> [What you should do] Where a picture appears, leave it out, and transcribe all the lines below exactly.

Stored items
[Start of section]
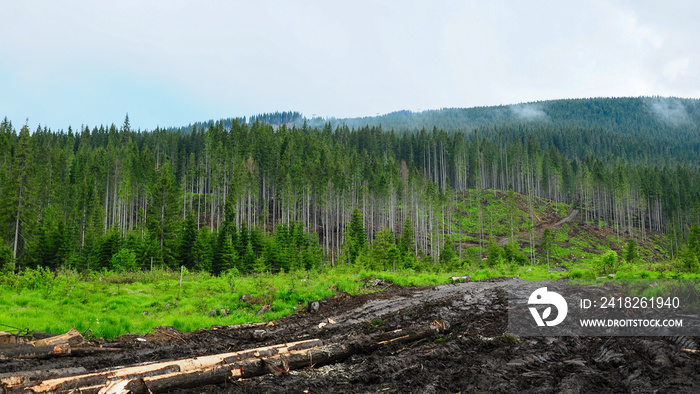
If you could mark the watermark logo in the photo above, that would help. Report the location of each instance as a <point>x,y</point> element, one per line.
<point>543,297</point>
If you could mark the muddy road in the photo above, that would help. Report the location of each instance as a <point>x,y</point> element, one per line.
<point>466,351</point>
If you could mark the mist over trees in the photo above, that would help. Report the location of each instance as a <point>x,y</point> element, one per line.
<point>254,197</point>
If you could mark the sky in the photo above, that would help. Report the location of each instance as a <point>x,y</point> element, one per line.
<point>172,63</point>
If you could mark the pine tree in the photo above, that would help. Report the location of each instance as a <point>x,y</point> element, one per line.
<point>546,243</point>
<point>188,238</point>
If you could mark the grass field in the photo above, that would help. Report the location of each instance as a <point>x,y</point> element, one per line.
<point>109,304</point>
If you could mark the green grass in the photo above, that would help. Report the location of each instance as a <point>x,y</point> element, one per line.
<point>107,309</point>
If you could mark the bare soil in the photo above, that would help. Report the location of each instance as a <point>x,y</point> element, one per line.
<point>469,354</point>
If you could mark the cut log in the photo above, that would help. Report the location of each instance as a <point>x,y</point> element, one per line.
<point>181,366</point>
<point>72,337</point>
<point>277,364</point>
<point>215,369</point>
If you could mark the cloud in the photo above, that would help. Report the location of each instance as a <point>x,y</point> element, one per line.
<point>671,111</point>
<point>529,112</point>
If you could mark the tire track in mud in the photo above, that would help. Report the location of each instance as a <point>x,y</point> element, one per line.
<point>463,297</point>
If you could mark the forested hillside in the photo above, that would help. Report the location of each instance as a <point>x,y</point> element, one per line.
<point>254,196</point>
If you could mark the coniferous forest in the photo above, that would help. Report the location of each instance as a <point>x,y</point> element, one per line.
<point>280,192</point>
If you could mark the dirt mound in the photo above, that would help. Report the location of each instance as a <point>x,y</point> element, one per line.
<point>466,352</point>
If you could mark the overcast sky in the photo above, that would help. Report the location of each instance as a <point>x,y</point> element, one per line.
<point>171,63</point>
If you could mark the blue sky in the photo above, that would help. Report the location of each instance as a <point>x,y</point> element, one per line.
<point>170,63</point>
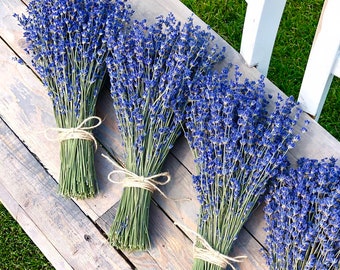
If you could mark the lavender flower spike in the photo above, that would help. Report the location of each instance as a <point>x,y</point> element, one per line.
<point>65,39</point>
<point>238,147</point>
<point>303,217</point>
<point>149,68</point>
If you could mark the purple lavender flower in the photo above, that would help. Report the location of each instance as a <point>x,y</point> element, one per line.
<point>149,68</point>
<point>309,235</point>
<point>65,39</point>
<point>238,147</point>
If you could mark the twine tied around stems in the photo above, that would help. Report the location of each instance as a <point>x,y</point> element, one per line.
<point>134,180</point>
<point>208,254</point>
<point>79,132</point>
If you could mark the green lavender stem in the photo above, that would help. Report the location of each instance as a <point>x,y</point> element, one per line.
<point>129,230</point>
<point>77,171</point>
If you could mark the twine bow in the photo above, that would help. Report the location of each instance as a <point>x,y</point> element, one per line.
<point>79,132</point>
<point>208,254</point>
<point>133,180</point>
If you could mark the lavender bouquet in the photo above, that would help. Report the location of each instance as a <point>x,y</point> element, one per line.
<point>65,39</point>
<point>239,143</point>
<point>303,217</point>
<point>149,67</point>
[End of section]
> [Task solution]
If you could mark the watermark logo in the photo above, that would help. Report the location of each instance as a <point>x,y</point> element, one per line.
<point>543,297</point>
If you could mark the muddy road in the photo above, that would help. Report the location of each instance as a <point>x,y</point> element, one per line.
<point>466,351</point>
If you could mark the mist over trees in the photo above, that would help. Report the location of each instance as a <point>x,y</point> element, one per line.
<point>254,197</point>
If you could mark the sky in the photo above, that would help. Report the location of each instance as a <point>x,y</point> element, one per line.
<point>172,63</point>
If you could mark the pine tree in the photo above, that would help. Report the location of each instance as a <point>x,y</point> element, one per line.
<point>546,243</point>
<point>188,238</point>
If you could mark the grass field in the photo above, that would help. Report the location of each instance as a <point>x,y</point> element, one per line.
<point>109,304</point>
If you could mark the green grass in the photo above, that would help. Report the location of each instance as a <point>x,y</point> element, one per line.
<point>107,309</point>
If you could mark the bare soil in the photo above, that would help. Report the location of each instance as a <point>x,y</point> element, one per line.
<point>469,354</point>
If you could mark the cut log in the photo above, that would help. Report the location of each instance as a <point>x,y</point> element, one per line.
<point>181,366</point>
<point>72,337</point>
<point>277,364</point>
<point>215,369</point>
If you could mark the cloud in the photo above, that would help. Report the location of each instance as a <point>x,y</point> element, one per line.
<point>671,111</point>
<point>529,112</point>
If you could mark the tire track in mud in the photo above, that would help. Report the location of each instance as a <point>x,y</point> element, one per line.
<point>463,297</point>
If you could mark the forested hillside in the photo above, that would help. Report the location of each instance as a <point>x,y</point> element, one per line.
<point>254,196</point>
If you could mark the coniferous forest in the photo above, that would help. Report the location of each instance as a <point>x,y</point> element, one per line.
<point>280,192</point>
If you could mark the dirt mound in the photo above, that would help. Report the location of each instance as a <point>x,y</point> element, one per line.
<point>466,352</point>
If you could mark the overcast sky in the photo above, that would help. Report the location of each instance as a <point>x,y</point> element, one per line.
<point>171,63</point>
If you could mark the blue sky in the photo above, that would help. Report the location of each instance as a <point>x,y</point> element, one per line.
<point>170,63</point>
If you could mark the lavender flower spike in the photo above, that would help. Report the location of each instance as a <point>x,y</point> element, one per line.
<point>65,39</point>
<point>238,147</point>
<point>303,217</point>
<point>149,68</point>
If you could mark the purple lavender flower in the photo above, that would help. Report the location of each instance as a <point>x,y</point> element, one per line.
<point>149,68</point>
<point>309,235</point>
<point>65,39</point>
<point>238,147</point>
If you could mark the twine tied around stems in the photo above, that would help. Report the location of each instance as a <point>x,y</point> element, one per line.
<point>134,180</point>
<point>208,254</point>
<point>79,132</point>
If you could mark the green lavender stem in the photo above, that would help. Report the location of each instance as a <point>x,y</point> element, one per line.
<point>129,230</point>
<point>77,171</point>
If you could mark the twine bow in the photo above, that would help. Report the location of each instance as a <point>x,y</point> element, one per line.
<point>79,132</point>
<point>208,254</point>
<point>133,180</point>
If you could mark the lavender bouquet in the photo above, that would help. Report the location of each instance as a <point>x,y</point> element, one per line.
<point>65,39</point>
<point>239,143</point>
<point>303,217</point>
<point>149,67</point>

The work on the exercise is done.